— Start Information shown —
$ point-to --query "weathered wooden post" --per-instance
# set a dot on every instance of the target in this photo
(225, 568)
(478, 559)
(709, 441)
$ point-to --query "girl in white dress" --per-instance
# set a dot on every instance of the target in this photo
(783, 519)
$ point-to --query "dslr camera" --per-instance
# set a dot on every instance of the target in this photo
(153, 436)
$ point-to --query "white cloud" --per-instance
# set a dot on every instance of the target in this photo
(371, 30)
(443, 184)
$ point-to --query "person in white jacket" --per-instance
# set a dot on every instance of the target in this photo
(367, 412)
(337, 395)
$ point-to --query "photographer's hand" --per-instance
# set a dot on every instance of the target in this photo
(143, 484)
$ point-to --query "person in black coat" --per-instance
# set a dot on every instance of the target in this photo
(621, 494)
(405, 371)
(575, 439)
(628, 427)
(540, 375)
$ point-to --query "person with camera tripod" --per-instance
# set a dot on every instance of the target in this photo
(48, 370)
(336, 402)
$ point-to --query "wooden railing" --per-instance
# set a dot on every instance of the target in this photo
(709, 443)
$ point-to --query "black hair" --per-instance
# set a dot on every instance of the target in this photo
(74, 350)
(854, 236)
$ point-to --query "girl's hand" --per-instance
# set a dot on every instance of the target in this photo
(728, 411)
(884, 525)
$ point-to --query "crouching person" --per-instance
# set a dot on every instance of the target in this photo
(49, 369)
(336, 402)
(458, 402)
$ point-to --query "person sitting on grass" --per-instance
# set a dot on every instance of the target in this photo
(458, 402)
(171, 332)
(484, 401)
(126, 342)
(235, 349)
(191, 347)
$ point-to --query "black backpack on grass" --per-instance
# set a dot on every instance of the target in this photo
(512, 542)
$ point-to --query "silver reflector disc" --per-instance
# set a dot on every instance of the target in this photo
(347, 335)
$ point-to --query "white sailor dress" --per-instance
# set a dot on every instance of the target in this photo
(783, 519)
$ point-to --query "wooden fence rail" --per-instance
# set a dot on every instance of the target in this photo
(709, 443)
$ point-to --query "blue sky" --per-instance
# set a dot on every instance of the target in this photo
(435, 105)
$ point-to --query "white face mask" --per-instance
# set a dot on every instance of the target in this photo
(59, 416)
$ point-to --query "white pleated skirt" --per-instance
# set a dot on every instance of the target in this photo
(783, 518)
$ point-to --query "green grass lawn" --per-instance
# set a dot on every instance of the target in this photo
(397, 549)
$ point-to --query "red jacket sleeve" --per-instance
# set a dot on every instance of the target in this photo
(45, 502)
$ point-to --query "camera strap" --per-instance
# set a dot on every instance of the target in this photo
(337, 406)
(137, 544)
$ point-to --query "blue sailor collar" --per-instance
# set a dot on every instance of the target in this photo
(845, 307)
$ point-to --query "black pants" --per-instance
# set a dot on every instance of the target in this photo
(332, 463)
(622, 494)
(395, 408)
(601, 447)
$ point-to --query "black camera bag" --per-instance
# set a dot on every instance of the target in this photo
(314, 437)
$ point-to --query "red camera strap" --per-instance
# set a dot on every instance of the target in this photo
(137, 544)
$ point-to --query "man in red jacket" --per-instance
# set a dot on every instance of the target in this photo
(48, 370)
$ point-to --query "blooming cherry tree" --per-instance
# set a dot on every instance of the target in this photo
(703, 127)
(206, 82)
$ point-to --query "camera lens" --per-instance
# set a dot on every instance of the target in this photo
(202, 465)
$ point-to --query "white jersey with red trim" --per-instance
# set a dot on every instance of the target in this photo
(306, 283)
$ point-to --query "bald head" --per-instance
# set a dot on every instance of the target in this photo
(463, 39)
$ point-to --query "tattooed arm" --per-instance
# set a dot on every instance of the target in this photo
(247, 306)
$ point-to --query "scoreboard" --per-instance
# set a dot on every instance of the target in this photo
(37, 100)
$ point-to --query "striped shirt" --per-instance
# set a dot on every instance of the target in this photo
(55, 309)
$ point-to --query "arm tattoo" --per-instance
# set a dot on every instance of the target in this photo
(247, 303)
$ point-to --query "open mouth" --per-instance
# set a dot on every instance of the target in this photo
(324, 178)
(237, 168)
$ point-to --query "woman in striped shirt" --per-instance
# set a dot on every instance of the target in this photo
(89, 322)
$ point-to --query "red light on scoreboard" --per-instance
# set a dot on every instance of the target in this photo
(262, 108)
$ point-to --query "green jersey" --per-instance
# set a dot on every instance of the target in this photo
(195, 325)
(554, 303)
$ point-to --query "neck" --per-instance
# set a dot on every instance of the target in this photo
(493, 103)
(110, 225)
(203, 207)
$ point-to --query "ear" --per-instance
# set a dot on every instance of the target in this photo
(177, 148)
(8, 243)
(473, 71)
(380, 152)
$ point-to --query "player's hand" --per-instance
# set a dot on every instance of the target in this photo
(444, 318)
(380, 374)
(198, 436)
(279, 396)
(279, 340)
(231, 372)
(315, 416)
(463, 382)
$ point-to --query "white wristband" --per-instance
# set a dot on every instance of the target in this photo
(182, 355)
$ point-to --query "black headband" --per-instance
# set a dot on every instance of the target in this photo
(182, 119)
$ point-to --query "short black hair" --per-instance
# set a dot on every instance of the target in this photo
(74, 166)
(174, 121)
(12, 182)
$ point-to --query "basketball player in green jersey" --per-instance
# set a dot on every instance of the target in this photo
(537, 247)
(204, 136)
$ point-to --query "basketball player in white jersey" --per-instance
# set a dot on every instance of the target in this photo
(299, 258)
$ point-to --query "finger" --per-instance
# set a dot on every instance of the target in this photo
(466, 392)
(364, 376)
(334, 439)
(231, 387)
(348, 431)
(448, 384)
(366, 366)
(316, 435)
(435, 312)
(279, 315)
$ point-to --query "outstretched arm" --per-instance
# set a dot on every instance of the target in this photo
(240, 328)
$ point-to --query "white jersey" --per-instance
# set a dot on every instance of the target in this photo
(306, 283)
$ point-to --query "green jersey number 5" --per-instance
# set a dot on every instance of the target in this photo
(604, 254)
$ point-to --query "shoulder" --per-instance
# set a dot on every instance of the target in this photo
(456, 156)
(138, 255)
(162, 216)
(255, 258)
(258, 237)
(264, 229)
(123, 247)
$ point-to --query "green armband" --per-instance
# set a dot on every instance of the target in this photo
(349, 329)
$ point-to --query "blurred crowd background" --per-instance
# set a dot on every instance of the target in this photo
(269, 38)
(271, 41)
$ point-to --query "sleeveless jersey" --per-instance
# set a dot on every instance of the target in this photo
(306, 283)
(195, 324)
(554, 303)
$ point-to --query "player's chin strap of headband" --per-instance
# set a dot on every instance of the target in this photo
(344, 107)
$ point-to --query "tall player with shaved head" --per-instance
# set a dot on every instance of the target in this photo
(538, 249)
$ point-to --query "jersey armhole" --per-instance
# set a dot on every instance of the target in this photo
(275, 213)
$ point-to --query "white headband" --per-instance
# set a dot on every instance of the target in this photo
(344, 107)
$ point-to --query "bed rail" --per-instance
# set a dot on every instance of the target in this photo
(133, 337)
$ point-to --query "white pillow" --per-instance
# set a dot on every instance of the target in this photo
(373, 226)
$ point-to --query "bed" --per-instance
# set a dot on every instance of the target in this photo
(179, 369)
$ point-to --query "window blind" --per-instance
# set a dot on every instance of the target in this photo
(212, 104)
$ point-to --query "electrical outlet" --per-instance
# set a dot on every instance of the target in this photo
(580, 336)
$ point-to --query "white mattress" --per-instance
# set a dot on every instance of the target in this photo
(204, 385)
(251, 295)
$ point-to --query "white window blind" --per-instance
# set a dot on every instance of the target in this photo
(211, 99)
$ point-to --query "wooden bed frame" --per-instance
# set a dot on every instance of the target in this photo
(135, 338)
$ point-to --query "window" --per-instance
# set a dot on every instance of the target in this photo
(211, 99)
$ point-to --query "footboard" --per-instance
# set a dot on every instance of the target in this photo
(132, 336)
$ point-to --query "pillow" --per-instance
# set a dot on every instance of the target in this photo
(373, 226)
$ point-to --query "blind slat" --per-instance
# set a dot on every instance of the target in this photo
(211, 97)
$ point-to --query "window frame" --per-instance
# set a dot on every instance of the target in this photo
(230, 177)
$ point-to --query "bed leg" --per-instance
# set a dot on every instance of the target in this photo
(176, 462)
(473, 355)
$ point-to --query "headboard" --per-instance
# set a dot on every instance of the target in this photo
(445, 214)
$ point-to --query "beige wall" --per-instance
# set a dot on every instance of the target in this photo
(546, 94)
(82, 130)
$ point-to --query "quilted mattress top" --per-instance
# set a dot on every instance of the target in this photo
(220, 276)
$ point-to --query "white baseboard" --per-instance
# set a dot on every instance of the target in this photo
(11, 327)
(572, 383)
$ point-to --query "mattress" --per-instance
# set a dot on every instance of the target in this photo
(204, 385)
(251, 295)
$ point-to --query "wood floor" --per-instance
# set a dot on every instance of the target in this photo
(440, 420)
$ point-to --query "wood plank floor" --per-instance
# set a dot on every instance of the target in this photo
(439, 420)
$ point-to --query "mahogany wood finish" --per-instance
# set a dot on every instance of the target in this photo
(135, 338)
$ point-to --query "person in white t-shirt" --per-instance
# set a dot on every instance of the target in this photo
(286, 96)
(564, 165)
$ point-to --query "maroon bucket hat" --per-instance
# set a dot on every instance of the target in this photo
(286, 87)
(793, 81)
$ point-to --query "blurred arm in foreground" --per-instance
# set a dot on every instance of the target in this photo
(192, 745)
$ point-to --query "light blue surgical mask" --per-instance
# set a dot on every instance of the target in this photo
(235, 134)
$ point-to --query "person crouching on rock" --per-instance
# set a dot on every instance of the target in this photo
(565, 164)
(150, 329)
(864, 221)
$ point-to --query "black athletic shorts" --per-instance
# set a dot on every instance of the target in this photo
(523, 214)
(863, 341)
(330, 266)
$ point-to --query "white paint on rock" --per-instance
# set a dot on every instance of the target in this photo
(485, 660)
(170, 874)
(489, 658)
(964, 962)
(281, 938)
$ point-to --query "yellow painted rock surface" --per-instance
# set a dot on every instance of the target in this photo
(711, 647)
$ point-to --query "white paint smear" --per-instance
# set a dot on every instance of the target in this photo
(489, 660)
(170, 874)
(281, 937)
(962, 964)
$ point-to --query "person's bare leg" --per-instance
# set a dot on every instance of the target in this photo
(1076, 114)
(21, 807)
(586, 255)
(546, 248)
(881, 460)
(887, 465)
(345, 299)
— End Information shown —
**Given problem**
Find every line in the rows above that contains the word "frame", matching case exactly, and copy each of those lines.

**Response to the exercise**
$ point-to --query "wooden bed frame" --per-instance
$ point-to --query "window frame" --per-instance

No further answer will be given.